── Information supplied ──
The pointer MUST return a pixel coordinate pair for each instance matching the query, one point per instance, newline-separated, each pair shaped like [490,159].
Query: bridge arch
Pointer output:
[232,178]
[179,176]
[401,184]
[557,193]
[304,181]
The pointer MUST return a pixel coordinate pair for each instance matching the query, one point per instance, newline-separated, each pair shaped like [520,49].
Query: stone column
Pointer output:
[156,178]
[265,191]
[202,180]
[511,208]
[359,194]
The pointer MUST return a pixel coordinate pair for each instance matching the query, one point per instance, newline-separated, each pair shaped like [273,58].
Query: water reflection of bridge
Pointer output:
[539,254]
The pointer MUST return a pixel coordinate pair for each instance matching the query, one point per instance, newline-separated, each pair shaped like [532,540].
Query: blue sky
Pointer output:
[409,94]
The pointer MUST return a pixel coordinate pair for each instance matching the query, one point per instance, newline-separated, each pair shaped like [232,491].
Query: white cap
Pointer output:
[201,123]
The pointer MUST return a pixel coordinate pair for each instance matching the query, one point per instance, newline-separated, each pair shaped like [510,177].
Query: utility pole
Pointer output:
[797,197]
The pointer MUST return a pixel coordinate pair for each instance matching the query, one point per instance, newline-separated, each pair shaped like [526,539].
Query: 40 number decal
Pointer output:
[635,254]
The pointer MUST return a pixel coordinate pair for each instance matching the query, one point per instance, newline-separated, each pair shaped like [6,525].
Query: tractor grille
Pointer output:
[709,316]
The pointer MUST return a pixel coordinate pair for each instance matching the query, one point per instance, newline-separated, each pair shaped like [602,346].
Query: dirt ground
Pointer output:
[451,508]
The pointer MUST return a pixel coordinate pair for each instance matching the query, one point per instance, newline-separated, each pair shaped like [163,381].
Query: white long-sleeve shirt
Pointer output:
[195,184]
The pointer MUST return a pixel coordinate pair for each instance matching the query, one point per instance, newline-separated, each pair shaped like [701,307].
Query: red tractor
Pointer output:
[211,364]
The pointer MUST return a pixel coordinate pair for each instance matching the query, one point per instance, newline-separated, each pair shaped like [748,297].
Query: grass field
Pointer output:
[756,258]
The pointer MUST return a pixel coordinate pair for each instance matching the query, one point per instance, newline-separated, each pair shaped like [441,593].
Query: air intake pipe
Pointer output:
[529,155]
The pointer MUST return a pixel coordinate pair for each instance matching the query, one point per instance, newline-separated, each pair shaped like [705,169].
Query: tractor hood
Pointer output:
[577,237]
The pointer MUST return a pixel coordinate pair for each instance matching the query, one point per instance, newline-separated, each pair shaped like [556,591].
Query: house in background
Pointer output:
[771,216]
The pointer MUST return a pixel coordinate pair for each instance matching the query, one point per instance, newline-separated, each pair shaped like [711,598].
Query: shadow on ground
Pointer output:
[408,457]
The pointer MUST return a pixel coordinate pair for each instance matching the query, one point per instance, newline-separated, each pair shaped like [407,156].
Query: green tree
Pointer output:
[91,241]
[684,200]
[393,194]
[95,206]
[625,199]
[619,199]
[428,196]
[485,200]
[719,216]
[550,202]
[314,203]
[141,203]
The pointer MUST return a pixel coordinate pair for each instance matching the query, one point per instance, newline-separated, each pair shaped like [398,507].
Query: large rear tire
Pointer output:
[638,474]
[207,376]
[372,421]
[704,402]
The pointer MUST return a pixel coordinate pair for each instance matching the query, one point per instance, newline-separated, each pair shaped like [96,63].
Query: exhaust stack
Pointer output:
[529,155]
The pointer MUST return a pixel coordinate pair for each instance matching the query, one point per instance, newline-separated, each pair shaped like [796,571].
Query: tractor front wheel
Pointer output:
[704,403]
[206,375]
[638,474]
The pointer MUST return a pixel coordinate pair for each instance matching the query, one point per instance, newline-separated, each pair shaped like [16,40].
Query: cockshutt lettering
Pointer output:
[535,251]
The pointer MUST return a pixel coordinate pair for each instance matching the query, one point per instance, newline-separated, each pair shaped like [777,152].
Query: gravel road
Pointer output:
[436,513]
───
= Problem details =
Return all of the data precisely as it appears.

= The completed task =
The pointer MUST return a pixel coordinate pair for each instance matching the query, one point per instance, newline-separated, each pair shaped like [490,159].
Query: bridge arch
Pointer output:
[232,178]
[179,176]
[401,184]
[557,193]
[304,181]
The pointer MUST return a pixel coordinate pair for each instance matching the query, one point per instance, newline-separated, each pair shaped like [520,49].
Query: stone column
Pointer output:
[156,178]
[265,191]
[202,180]
[511,208]
[359,194]
The pointer MUST return a pixel coordinate pair for each instance matching the query, one point per instance, newline-separated, each pair shaped like [273,58].
Query: water reflection of bridge
Pointer output:
[539,254]
The pointer MUST return a pixel coordinate pair for each instance matching the query, one point per instance, newline-separated, each pair shaped like [532,540].
Query: blue sky
Pointer output:
[409,94]
The pointer MUST return a pixel coordinate pair for each instance matching the query, one point per instance, newline-separated, each pair shaped like [232,491].
Query: white cap
Pointer output:
[201,123]
The pointer MUST return a pixel coordinate pair for each instance matching the query, one point per instance, newline-separated, each pair shaped like [510,177].
Query: utility pole
Pointer output:
[797,197]
The pointer MUST return a pixel coordinate pair for each instance matching the query, one point per instance, newline-separated, each pair shaped like [526,539].
Query: 40 number decal
Pointer output:
[635,254]
The pointer MUST return a pixel coordinate pair for each instance matching the query, one point per instance, newline-separated, each pair shaped like [6,525].
Query: tractor grille
Pointer output:
[709,316]
The pointer MUST return a pixel coordinate pair for each instance matching the query, one point per instance, newline-separated, each pair shaped like [602,346].
Query: dirt ground
Pointer output:
[451,508]
The pointer MUST return a pixel coordinate pair for each instance matching the query, one point per instance, newline-separated, each pair shaped like [163,381].
Query: white long-sleeve shirt
Pointer output:
[195,184]
The pointer MUST return a pixel coordinate pair for each instance matching the query, one point per instance, newline-separated, each pair shaped like [701,307].
Query: red tractor
Pointer output:
[211,364]
The pointer MUST return a pixel coordinate pair for each instance matching the query, one point per instance, newline-separated, each pair shaped like [748,297].
Query: grass field
Pointer output:
[756,258]
The pointer MUST return a pixel coordinate pair for each instance matching the query, one point per instance, newline-separated, each pair shaped like [441,593].
Query: air intake pipe
Pointer output:
[529,155]
The pointer MUST return a pixel coordinate pair for each instance matching the query, one point per instance, newline-separated, each pair shaped like [705,169].
Query: tractor hood
Pointer output:
[577,237]
The pointer MUST return a pixel coordinate pair for each instance matching the query, one point per instance, newline-separated, each pair shaped like [556,591].
Query: house in background
Pointer output:
[771,216]
The pointer MUST return a pixel coordinate pair for each instance matching the query, one point per instance, newline-separated, each pair shaped like [711,598].
Query: shadow on ground
Pointer output:
[408,457]
The pointer MUST return a pixel coordinate pair for each instance matching the query, one point per instance, newline-separated, each pair shaped like [407,156].
Query: green tree
Pointer output:
[91,241]
[684,200]
[393,194]
[95,206]
[625,199]
[619,199]
[428,196]
[485,200]
[719,216]
[550,202]
[314,203]
[141,203]
The pointer MUST return a pixel coordinate pair for each instance matching the query, one point per instance, newline-separated, each pair shaped like [398,507].
Query: large rear tire
Pointer output:
[638,474]
[207,376]
[372,421]
[704,402]
The pointer MUST return a pixel coordinate pair for each instance matching the query, one point per instance, newline-separated, each pair shaped like [96,63].
Query: exhaust stack
Pointer output:
[529,155]
The pointer MUST return a pixel coordinate pair for each instance matching the query, one point per instance, newline-separated, each pair shaped like [796,571].
Query: tractor front wheel
Pointer output:
[704,403]
[206,375]
[638,474]
The pointer MUST return a pixel coordinate pair for each instance matching the query, one point per instance, newline-separated, each pair shaped like [16,40].
Query: cockshutt lettering
Pointer output:
[535,251]
The pointer MUST return a pixel coordinate pair for each instance matching the query, one point per instance, newline-separated, each pair shaped like [777,152].
Query: gravel road
Pointer output:
[436,513]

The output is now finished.